- EXERCISE TEXT:

2011 self-detonation of a munitions stockpile in Cyprus

On 11 July 2011, at Evangelos Florakis Naval Base, situated at Mari, Larnaca District in Cyprus, a large amount of ammunition and military explosives self-detonated, killing 13 people, including the Commander of the Cyprus Navy, Andreas Ioannides, the base commander, Lambros Lambrou, and six firefighters. A further 62 people were injured. So intense was the explosion that debris was blown as far as 3km (2 miles) from the base. The explosion was the worst peacetime military accident ever recorded in Cyprus, with a yield of approximately 481 tons TNT equivalent, as determined by the official investigation into the accident. It was the largest artificial non-nuclear explosion of the 21st century until the 2020 Beirut explosions.

- PROVIDED RECORDS:
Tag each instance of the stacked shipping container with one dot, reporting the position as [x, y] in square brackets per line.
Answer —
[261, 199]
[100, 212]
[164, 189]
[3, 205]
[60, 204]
--
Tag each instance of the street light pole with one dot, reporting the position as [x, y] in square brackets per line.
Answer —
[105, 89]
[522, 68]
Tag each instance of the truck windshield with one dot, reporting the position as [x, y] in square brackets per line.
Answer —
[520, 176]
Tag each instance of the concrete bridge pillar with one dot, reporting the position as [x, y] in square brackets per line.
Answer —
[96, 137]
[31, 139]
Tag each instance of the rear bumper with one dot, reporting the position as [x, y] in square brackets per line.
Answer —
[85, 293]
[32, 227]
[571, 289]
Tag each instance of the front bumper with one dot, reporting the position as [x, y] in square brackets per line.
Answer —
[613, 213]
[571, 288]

- EXERCISE TASKS:
(1) According to the text on the 2011 Cyprus munitions explosion, why did debris land as far as 3 km from the base?
(2) Repeat the passage of the text on the 2011 Cyprus munitions explosion, starting with "On 11 July 2011, at" and going on through "2020 Beirut explosions.".

- OUTPUTS FOR THE TASKS:
(1) The explosion was so intense that it blew debris as far as 3 km (2 miles) from Evangelos Florakis Naval Base.

(2)
On 11 July 2011, at Evangelos Florakis Naval Base, situated at Mari, Larnaca District in Cyprus, a large amount of ammunition and military explosives self-detonated, killing 13 people, including the Commander of the Cyprus Navy, Andreas Ioannides, the base commander, Lambros Lambrou, and six firefighters. A further 62 people were injured. So intense was the explosion that debris was blown as far as 3km (2 miles) from the base. The explosion was the worst peacetime military accident ever recorded in Cyprus, with a yield of approximately 481 tons TNT equivalent, as determined by the official investigation into the accident. It was the largest artificial non-nuclear explosion of the 21st century until the 2020 Beirut explosions.